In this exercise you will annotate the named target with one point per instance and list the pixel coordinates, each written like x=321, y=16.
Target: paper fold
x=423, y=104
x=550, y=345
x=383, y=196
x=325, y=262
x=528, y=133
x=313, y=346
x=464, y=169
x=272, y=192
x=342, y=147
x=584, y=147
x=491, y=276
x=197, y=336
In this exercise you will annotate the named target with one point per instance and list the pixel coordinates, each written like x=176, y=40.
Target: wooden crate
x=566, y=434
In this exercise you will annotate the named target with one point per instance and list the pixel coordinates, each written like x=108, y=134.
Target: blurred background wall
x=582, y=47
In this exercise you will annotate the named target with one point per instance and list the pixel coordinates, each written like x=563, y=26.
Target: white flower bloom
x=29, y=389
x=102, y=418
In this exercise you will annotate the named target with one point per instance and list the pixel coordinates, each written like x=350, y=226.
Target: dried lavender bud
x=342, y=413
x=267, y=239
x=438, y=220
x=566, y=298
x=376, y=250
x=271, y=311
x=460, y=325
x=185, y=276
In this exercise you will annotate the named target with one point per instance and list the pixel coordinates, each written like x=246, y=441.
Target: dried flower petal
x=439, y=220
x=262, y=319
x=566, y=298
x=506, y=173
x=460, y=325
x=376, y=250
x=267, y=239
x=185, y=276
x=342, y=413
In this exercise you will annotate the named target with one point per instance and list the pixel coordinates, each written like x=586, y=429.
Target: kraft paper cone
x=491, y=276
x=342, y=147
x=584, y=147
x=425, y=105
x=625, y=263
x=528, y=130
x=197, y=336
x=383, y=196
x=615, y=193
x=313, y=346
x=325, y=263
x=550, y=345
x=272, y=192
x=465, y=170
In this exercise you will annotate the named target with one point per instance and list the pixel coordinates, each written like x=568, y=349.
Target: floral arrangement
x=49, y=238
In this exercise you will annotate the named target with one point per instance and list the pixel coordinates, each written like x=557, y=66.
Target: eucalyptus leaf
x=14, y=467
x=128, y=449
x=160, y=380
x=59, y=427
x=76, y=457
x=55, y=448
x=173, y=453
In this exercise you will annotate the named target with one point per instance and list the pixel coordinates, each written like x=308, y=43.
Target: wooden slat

····················

# What is asked
Rewrite the rows from the line containing "like x=568, y=349." through the line containing "x=173, y=453", both included, as a JSON list of strings with one string per line and no blank lines.

# Response
[
  "In this exercise you will annotate the named target with one point per instance and list the pixel coordinates, each written like x=568, y=349.",
  "Target: floral arrangement",
  "x=49, y=238",
  "In this exercise you will annotate the named target with one point per instance and list the pixel coordinates, each written like x=557, y=66.",
  "Target: eucalyptus leaf",
  "x=14, y=467",
  "x=128, y=449",
  "x=160, y=380",
  "x=59, y=427",
  "x=76, y=457",
  "x=55, y=448",
  "x=173, y=453"
]